Task directions -> In the listing below, recast the stretch from the line containing "the snow-covered slope" through the line containing "Target: snow-covered slope" as a numbered list with one line per item, leaving out any blank lines.

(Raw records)
---
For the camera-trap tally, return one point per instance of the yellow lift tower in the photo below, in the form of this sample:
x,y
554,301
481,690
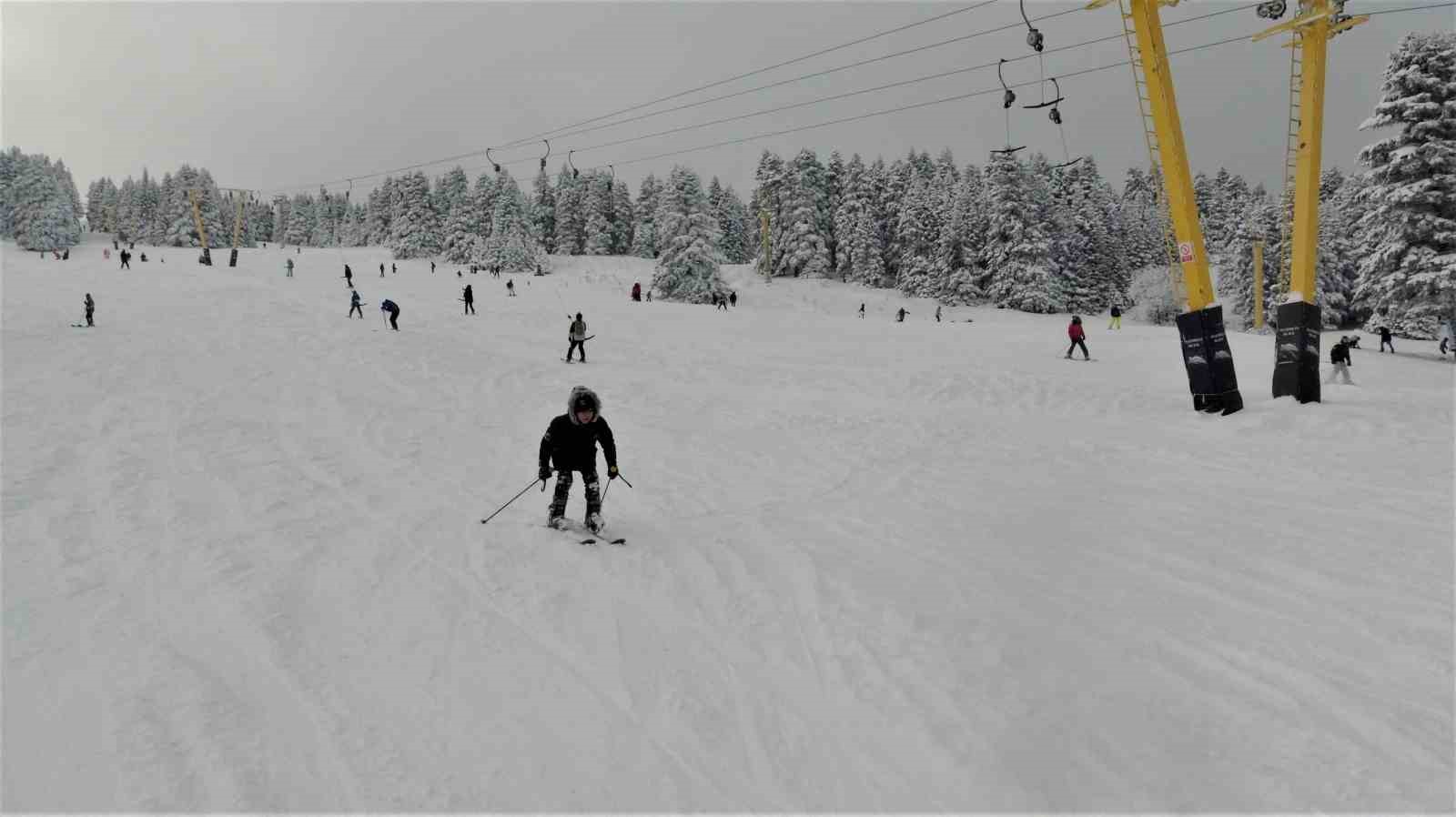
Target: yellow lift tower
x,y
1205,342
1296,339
---
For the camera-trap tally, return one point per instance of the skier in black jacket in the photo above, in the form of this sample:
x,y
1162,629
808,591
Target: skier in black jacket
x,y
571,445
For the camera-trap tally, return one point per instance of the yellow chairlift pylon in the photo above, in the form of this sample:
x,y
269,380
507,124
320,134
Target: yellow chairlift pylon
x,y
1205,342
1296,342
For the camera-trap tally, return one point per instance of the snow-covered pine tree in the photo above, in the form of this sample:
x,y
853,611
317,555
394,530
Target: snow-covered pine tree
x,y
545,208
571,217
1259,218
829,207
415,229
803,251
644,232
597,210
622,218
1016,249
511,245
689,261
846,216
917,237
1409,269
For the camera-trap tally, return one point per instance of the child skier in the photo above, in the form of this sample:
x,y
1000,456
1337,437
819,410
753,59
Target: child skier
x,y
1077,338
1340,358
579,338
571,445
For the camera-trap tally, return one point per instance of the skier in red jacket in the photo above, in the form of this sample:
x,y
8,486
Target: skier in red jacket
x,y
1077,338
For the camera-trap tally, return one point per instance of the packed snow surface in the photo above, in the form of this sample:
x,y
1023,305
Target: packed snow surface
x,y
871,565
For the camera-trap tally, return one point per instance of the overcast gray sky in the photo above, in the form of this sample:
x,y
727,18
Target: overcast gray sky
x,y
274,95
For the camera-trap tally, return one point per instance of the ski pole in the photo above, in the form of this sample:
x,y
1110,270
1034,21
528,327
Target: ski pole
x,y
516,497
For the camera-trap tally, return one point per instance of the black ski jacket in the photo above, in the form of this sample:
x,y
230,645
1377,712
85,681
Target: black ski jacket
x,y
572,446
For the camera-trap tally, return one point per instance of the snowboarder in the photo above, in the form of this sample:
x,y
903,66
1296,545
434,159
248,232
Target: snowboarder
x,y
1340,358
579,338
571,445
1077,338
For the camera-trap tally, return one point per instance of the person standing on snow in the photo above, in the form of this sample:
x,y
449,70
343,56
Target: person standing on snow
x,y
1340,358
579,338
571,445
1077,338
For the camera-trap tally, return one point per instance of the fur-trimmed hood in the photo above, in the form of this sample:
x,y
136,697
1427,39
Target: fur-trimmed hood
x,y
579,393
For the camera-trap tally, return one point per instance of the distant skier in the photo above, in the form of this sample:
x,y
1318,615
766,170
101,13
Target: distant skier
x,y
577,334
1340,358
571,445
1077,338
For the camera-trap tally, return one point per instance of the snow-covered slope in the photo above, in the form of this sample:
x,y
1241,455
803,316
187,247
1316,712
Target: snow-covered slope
---
Output below ->
1. For the camera-trap tally, return one point per instance of the snow-covered slope in the photo above, in the form of this sample:
2. x,y
3. 1241,455
4. 803,316
5. 187,247
6. 1316,712
7. Target: snow-covered slope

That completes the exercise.